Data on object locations
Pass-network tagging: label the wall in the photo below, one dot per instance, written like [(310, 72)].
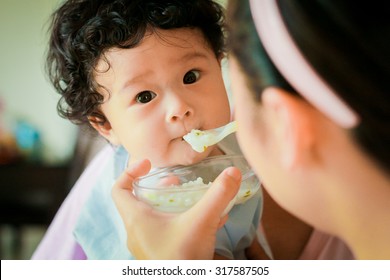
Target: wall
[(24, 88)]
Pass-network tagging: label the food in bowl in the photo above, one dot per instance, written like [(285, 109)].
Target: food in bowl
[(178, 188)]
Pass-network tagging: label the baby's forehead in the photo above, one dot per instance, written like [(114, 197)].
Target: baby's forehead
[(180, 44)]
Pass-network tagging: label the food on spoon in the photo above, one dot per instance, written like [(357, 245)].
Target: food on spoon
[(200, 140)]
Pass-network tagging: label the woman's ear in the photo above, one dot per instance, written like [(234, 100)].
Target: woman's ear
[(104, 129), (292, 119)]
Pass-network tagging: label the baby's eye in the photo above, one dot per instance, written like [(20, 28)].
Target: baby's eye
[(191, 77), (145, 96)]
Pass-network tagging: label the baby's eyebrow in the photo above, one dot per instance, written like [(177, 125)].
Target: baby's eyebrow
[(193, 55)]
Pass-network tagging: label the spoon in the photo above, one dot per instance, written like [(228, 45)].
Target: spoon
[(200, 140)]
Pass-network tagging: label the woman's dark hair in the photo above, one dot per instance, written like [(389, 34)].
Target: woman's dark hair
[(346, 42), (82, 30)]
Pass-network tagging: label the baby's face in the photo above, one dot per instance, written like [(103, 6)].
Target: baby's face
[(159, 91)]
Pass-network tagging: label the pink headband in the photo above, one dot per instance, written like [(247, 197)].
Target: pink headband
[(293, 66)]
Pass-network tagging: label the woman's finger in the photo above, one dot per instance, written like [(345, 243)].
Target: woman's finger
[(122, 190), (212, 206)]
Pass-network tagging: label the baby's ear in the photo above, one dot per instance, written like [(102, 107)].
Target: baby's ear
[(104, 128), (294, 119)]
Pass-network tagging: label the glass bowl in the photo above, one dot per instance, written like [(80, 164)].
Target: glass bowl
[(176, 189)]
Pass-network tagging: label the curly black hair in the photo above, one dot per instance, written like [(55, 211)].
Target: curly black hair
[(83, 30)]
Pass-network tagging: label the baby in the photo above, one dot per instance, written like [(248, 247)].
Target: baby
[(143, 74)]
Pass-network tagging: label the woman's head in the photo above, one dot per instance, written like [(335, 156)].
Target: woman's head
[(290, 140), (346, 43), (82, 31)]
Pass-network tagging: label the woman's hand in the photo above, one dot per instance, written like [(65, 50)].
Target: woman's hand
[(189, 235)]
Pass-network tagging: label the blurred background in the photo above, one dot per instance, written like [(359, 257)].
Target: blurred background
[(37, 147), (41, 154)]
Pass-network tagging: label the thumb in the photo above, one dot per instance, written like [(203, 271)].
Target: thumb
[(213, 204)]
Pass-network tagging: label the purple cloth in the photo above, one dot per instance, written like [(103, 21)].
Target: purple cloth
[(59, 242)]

What is needed » Edit the data above so that every "photo" becomes "image", with everything else kept the same. Leave the pictures out of your answer.

Answer to the problem »
Pass-network tagging: label the wall in the image below, one dot per instance, written like [(310, 72)].
Target: wall
[(24, 88)]
Pass-network tagging: label the food in bowl in the image above, one dot per instance, written like [(285, 109)].
Target: food in bowl
[(178, 188)]
Pass-network tagging: label the baby's forehead in the image above, one dot per instance, written like [(114, 197)].
Target: baby's forehead
[(180, 44)]
Pass-network tagging: label the food on spoon in the image above, one dot per instance, written like [(357, 245)].
Target: food on spoon
[(200, 140)]
Pass-network tagging: label the woman's ear in the image above, one dot per instance, written like [(234, 100)].
Target: woman's ear
[(104, 129), (292, 119)]
Pass-network tagging: label the baby's eye in the image above, one dot per instance, written like [(20, 28)].
Target: baby's eye
[(191, 77), (145, 96)]
Pass-network tagging: label the baby's eyebrow in the image above, one dot per instance, written like [(177, 125)].
Target: baby's eyebrow
[(193, 55)]
Pass-network tagging: label the spoon in the image above, one dot per instance, written like [(228, 45)].
Target: spoon
[(200, 140)]
Pass-network tagging: label the woman's dark hair in the image above, one dot per instance, written like [(389, 34)].
Target: woman's dark hair
[(346, 42), (82, 30)]
Pass-network tagging: label the baby's face in the image above, one dot per instance, written like [(103, 6)].
Target: baby's face
[(159, 91)]
Pass-network tagging: label the pink headband in the image above, one dot per instance, written like [(247, 197)].
Target: pink headband
[(293, 66)]
Pass-network tagging: label the woman's finger in the image above, one dot per instance, written like [(345, 243)].
Target: woman's finger
[(122, 190), (212, 206)]
Pass-network tagging: label the baby's ear in the image above, one dot per instance, written like [(102, 107)].
Target: baby's ear
[(104, 128), (294, 119)]
Pass-network tagging: label the glass bowl in the image above, one dot per instance, written like [(80, 164)].
Target: glass bowl
[(176, 189)]
Pass-network tagging: label the curly black hair in the image above, one dot per instance, written like [(55, 211)].
Target: curly black hair
[(83, 30)]
Pass-network tagging: label the baby in the image above, one dot per instance, written like [(248, 247)].
Target: baby
[(143, 74)]
Pass-network tagging: label the woman's head in the image above, one dot per instance, written like [(335, 156)].
Target: woman's head
[(290, 140), (346, 43), (82, 31)]
Pass-network tagging: label the woman's hand in the image above, one dot per instance, written like [(65, 50)].
Target: woman's hand
[(189, 235)]
Pass-network tagging: label the blurred background in the image above, one dot per instance, written like [(359, 257)].
Target: blurred background
[(37, 147), (41, 154)]
Pass-network tagging: label the thumb in the image above, one dot per instance, written like [(203, 271)].
Target: thumb
[(213, 204)]
Pass-network tagging: label the purple cloth in the image above, one dot per instance, written like [(103, 21)].
Target: purple cloth
[(59, 242)]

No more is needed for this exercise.